(INPUT)
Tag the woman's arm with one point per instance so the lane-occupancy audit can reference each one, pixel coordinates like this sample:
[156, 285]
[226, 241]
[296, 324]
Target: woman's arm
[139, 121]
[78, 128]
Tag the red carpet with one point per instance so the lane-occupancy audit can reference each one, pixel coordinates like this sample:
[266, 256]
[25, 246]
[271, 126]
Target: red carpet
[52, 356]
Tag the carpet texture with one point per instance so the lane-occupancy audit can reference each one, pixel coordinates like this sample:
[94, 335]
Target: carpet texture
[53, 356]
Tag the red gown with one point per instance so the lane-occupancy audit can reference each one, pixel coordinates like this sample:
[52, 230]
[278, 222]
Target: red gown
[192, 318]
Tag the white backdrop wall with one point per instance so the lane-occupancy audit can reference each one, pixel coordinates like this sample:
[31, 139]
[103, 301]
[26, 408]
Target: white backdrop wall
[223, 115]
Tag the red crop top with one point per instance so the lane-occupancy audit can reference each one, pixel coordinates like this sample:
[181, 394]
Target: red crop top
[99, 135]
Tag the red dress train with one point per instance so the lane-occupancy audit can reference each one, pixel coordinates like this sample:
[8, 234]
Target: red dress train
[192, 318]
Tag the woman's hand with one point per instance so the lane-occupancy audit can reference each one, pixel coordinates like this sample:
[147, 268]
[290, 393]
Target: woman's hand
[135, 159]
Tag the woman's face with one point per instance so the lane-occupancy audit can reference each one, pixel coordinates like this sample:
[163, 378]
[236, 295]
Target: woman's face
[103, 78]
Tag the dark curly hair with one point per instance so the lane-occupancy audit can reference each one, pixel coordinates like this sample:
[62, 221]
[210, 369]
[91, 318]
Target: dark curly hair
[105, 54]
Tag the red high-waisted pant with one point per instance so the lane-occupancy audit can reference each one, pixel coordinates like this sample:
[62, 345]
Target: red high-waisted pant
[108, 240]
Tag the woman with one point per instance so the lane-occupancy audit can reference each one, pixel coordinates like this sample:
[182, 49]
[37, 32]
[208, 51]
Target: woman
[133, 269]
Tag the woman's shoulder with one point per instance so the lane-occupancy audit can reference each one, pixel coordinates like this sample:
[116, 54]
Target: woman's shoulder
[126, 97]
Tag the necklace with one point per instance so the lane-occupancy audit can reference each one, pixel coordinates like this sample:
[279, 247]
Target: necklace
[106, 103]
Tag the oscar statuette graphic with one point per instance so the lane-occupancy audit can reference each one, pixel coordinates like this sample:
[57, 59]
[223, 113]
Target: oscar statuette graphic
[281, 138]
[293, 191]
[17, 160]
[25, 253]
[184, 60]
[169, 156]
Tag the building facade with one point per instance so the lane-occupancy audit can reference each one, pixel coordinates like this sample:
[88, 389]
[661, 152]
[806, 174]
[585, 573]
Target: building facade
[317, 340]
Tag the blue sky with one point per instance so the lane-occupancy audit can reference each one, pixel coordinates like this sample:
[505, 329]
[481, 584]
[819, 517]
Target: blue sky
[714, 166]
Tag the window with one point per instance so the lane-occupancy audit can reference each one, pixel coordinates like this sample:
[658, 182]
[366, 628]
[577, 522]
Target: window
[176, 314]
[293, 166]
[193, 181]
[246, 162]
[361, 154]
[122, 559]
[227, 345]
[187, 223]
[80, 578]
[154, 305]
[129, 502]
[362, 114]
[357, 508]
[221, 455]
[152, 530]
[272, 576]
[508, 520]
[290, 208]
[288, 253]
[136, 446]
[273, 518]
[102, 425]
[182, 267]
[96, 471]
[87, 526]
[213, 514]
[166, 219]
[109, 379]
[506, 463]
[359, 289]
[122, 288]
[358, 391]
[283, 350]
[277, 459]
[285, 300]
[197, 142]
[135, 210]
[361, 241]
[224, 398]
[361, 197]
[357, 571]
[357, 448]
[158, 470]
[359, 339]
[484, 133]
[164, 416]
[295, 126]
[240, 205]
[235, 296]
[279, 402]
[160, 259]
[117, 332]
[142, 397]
(End INPUT)
EXERCISE DIRECTIONS: Please write out each entry shown above exactly as given.

SOLUTION FOR THIS PROBLEM:
Tag the woman's arm with one point per instance so the lane-occupancy audit can reference each one, pixel coordinates like this sample:
[156, 285]
[226, 241]
[296, 324]
Target: woman's arm
[139, 121]
[78, 128]
Tag the red carpet with one point per instance so the lane-occupancy audit can reference each one, pixel coordinates like this sample:
[266, 256]
[25, 246]
[271, 126]
Target: red carpet
[52, 356]
Tag the carpet texture with one point per instance so the lane-occupancy audit can reference each one, pixel coordinates like this sample:
[94, 335]
Target: carpet texture
[53, 356]
Tag the red gown with one point per instance so the lane-occupancy audit can reference each one, pixel coordinates like this sample:
[52, 230]
[278, 222]
Target: red gown
[192, 318]
Tag the white backdrop wall with one point per instance so the lane-occupancy audit can reference each one, pixel coordinates like this sample:
[31, 139]
[103, 301]
[26, 408]
Target: white backdrop wall
[223, 115]
Tag the red crop top with one point per instance so the lane-occupancy audit can reference each one, pixel coordinates like this sample:
[181, 394]
Target: red crop top
[99, 135]
Tag the red dress train with one point per instance so the lane-occupancy audit can reference each one, pixel coordinates like this sample:
[8, 234]
Target: red dress train
[192, 318]
Tag the woman's hand with one point per instance so the lane-occupancy audit can reference each one, pixel coordinates like this sample:
[147, 268]
[290, 393]
Target: woman's hand
[135, 159]
Tag the woman's face with one point per instance so the lane-occupancy audit can reference each one, pixel coordinates like this sample:
[163, 378]
[236, 295]
Target: woman's face
[103, 78]
Tag the dark curly hair with one point per instance so the lane-occupancy audit can reference each one, pixel coordinates like this sample:
[62, 221]
[210, 369]
[91, 318]
Target: dark curly hair
[105, 54]
Tag the red high-waisted pant with one point per instance so the lane-occupancy audit can reference each one, pixel coordinates like this sample:
[62, 345]
Target: red high-waisted pant
[108, 240]
Tag the woman with one point per instance so the lane-occupancy audit can reference each one, pixel coordinates like this sample:
[182, 49]
[37, 32]
[208, 51]
Target: woman
[133, 269]
Tag the woman's shoulder with one point per instance so the lane-occupancy audit can reference each one, pixel coordinates like this sample:
[116, 54]
Target: woman's shoulder
[126, 97]
Tag the necklace with one point per instance so the lane-occupancy audit can reference each one, pixel coordinates like this sample:
[279, 247]
Target: necklace
[106, 103]
Tag the oscar statuette graphic with one point per instance so the lane-occupancy audit can reference each one, pixel coordinates like this sample:
[57, 59]
[223, 113]
Target: oscar statuette graphic
[281, 138]
[293, 191]
[17, 160]
[25, 253]
[184, 60]
[169, 156]
Tag the building facade with one point per instance so the lane-occupancy audit can reference each one, pixel coordinates like this sample:
[88, 389]
[661, 152]
[806, 174]
[585, 573]
Target: building facade
[317, 340]
Tag the blue sky with one point per instance so the lane-occupancy audit can reference each one, pixel coordinates like this sample:
[505, 329]
[481, 584]
[819, 517]
Target: blue sky
[714, 166]
Tag the window with one point per instance so the lane-occupancy audit can reference each one, pixel coordinates like this sample:
[658, 182]
[366, 628]
[577, 522]
Target: window
[176, 314]
[293, 166]
[193, 181]
[246, 162]
[361, 154]
[122, 559]
[227, 345]
[187, 223]
[80, 578]
[154, 305]
[129, 502]
[362, 114]
[357, 508]
[221, 455]
[152, 530]
[272, 576]
[508, 520]
[290, 208]
[288, 253]
[136, 446]
[273, 518]
[102, 425]
[182, 267]
[96, 471]
[87, 526]
[213, 514]
[166, 219]
[109, 379]
[506, 463]
[359, 289]
[122, 288]
[358, 391]
[283, 350]
[277, 459]
[285, 300]
[197, 142]
[135, 210]
[361, 241]
[224, 398]
[361, 197]
[357, 571]
[357, 448]
[158, 470]
[359, 339]
[484, 133]
[164, 416]
[295, 126]
[240, 205]
[235, 296]
[279, 402]
[160, 259]
[117, 332]
[142, 397]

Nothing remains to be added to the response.